# Exercise instructions:
Nothing in the listing should differ in your copy; retype it all exactly.

Source data: Begin

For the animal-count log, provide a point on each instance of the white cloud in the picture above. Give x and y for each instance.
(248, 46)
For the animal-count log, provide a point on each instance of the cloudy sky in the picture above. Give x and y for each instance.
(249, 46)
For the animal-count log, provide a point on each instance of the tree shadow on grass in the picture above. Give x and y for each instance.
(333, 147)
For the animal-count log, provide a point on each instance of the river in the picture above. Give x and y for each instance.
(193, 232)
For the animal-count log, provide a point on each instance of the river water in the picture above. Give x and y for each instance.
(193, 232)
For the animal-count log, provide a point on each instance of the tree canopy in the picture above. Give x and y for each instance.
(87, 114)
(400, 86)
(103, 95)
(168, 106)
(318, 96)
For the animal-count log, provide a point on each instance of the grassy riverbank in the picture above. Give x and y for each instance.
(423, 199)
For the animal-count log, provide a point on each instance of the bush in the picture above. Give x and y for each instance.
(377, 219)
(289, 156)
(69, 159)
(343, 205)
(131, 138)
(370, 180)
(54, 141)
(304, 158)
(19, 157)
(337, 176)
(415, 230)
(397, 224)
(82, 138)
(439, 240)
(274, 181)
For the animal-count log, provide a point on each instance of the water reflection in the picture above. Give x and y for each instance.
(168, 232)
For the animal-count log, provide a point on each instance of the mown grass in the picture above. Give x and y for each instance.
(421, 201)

Source data: End

# Solution to this exercise:
For the animal-count log, provide a point on each instance of the white cloud in the picture above. Give x and y for each instance.
(248, 46)
For the animal-count log, provide a point on each instance of the cloudy sky in the picture above. Give x and y for each instance.
(249, 46)
For the animal-count log, provide a point on each instance of the tree shadow on grass in the picture above. Give x and y for each instance.
(333, 147)
For the animal-count log, provide a point on each instance of the river in the picture above. Give x and y for each instance.
(193, 232)
For the animal-count log, provide a point on each instance of the river water in the picture above. Give x and y for each instance.
(193, 232)
For the animal-count log, provide a point on each instance of the tree canopy in the picture above. Give x and y for each instance.
(87, 114)
(400, 86)
(103, 95)
(168, 106)
(318, 96)
For the animal-count log, provide a point on each instance of the grassy riverbank in the picture above. Give x and y for each instance.
(423, 199)
For the animal-count log, provide a point on each instance of the bush in the picture above. Give x and y for each instance.
(377, 219)
(289, 156)
(69, 159)
(343, 205)
(131, 138)
(370, 180)
(54, 141)
(304, 158)
(19, 157)
(337, 176)
(415, 230)
(397, 224)
(82, 138)
(439, 240)
(274, 181)
For the animal-count log, provide a point on each instance of the water reflection in the picture above. Give x and y for each instance.
(168, 232)
For the animal-count log, provide a point on each instance of the mown grass in the picture above. Give x and y for each instance.
(421, 201)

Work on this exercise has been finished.